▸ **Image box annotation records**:
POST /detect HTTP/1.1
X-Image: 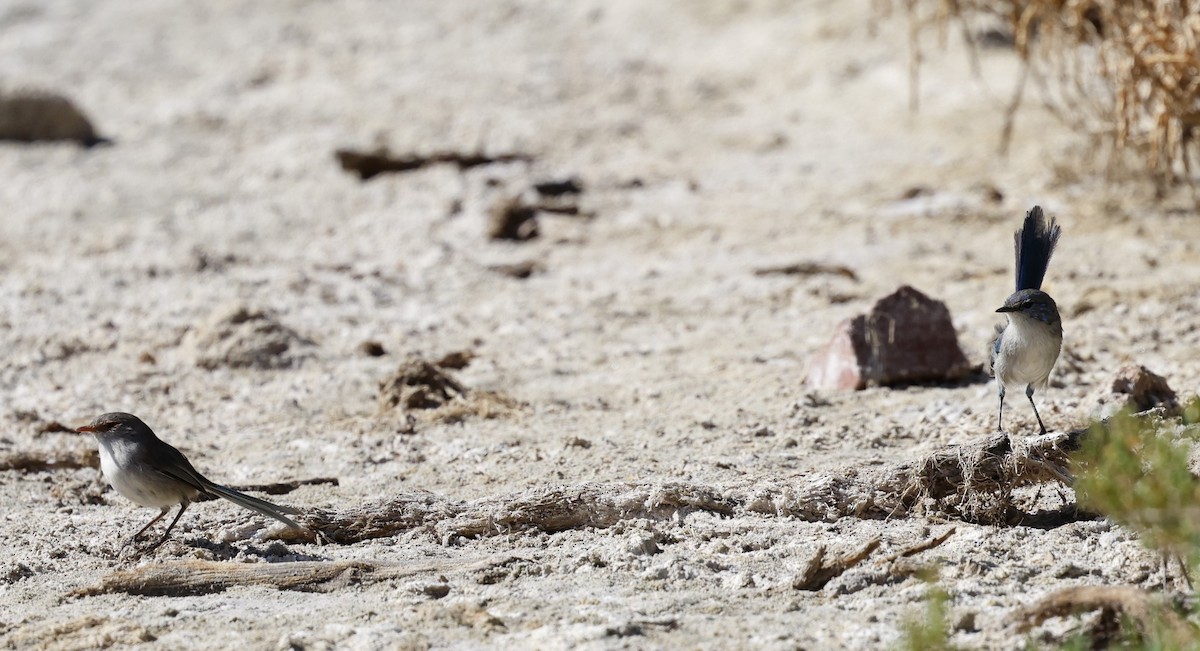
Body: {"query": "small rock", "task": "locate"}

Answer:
[359,341,388,357]
[421,584,450,599]
[1092,364,1180,418]
[487,195,538,241]
[0,90,109,147]
[533,177,583,197]
[433,351,475,371]
[487,259,542,280]
[808,285,971,390]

▸ **What the exercise asks**: Output every line of the data above without any change. Leave the pictures out.

▸ **Result**:
POST /detect HTTP/1.1
X-Image: 
Body: {"query": "small rock", "task": "locate"}

Answer:
[359,341,388,357]
[421,584,450,599]
[1092,364,1180,418]
[487,195,538,241]
[0,90,109,147]
[533,177,583,197]
[433,351,475,371]
[487,259,542,280]
[808,285,971,390]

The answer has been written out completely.